▸ **Exercise inputs**

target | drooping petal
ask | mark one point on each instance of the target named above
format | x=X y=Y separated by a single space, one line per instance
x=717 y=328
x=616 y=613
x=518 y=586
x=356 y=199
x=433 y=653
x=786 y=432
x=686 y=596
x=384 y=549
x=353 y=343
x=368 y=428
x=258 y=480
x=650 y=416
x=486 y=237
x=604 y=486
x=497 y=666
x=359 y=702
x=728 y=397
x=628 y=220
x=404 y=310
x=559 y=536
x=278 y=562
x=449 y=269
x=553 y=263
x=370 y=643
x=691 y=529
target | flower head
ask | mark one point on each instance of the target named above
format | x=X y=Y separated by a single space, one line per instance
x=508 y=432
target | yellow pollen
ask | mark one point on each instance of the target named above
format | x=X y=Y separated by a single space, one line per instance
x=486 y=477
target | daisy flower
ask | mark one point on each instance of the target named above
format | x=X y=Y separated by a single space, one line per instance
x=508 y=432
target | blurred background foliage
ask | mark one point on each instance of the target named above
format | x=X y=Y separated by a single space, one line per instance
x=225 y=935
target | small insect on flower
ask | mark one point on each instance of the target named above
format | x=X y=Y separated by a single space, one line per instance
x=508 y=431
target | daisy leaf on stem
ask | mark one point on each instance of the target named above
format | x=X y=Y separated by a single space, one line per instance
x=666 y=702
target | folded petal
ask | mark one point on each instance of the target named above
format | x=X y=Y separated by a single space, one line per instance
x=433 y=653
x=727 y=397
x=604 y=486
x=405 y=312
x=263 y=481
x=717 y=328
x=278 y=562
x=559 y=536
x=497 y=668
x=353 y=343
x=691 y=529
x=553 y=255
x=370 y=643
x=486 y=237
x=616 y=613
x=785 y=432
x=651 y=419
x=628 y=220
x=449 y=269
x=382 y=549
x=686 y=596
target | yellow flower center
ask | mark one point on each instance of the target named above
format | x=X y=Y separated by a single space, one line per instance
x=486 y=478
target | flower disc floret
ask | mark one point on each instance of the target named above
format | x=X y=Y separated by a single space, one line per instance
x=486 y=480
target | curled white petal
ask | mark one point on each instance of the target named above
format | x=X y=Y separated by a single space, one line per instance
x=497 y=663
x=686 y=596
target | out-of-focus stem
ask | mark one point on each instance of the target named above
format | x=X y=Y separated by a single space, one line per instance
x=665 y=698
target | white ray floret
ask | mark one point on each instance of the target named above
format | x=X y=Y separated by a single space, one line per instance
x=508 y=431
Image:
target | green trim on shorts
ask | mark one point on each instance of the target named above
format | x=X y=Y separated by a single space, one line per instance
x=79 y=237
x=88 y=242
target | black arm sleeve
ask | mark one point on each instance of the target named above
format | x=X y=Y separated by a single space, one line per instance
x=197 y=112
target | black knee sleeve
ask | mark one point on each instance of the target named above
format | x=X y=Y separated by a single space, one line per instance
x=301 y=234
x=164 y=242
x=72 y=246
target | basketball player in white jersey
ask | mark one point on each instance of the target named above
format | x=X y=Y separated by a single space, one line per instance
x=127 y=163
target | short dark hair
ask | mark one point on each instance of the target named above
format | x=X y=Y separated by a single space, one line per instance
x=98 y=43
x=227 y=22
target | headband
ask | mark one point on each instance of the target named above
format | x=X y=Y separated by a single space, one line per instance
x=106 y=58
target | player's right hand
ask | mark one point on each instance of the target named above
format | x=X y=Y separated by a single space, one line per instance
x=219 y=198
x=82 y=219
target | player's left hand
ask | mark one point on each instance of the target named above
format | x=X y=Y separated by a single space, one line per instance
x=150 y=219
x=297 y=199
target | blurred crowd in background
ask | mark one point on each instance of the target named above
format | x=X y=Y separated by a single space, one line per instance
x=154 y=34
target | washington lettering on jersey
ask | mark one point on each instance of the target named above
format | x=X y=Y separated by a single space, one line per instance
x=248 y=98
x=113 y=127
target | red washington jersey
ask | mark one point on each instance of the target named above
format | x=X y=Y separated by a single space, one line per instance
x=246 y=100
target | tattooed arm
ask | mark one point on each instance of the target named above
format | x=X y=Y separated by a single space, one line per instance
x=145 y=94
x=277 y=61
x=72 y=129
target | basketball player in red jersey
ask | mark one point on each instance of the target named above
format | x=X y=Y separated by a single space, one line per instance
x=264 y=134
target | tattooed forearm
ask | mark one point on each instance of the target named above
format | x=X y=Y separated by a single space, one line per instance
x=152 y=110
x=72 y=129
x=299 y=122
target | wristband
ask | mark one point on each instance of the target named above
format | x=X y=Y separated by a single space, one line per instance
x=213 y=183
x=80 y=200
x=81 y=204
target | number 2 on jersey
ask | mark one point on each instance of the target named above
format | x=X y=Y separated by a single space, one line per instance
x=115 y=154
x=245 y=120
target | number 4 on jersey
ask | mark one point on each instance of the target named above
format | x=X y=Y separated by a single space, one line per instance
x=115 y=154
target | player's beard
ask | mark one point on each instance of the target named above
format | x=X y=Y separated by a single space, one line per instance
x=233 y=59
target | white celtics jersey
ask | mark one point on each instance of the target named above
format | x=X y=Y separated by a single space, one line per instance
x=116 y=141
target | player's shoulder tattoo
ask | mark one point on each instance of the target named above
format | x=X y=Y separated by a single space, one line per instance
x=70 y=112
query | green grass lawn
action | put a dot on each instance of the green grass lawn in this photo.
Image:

▸ **Request**
Copy the lines between the ones holding "target | headband" and "x=297 y=199", inclusive, requests included. Multiply every coordinate in the answers by 2.5 and round to whole numbers, halves up.

▸ **The reply**
target | headband
ask | mark one point on each instance of the target named above
format | x=X y=Y separated by a single space, one line per instance
x=265 y=145
target | player's right hand
ask | mark one point on each instance of the target named above
format | x=X y=Y separated by a single space, one line per instance
x=548 y=495
x=205 y=548
target | player's left hand
ask | mark one point on each instance of the target named above
format | x=X y=Y separated by a single space, one line per instance
x=375 y=548
x=743 y=498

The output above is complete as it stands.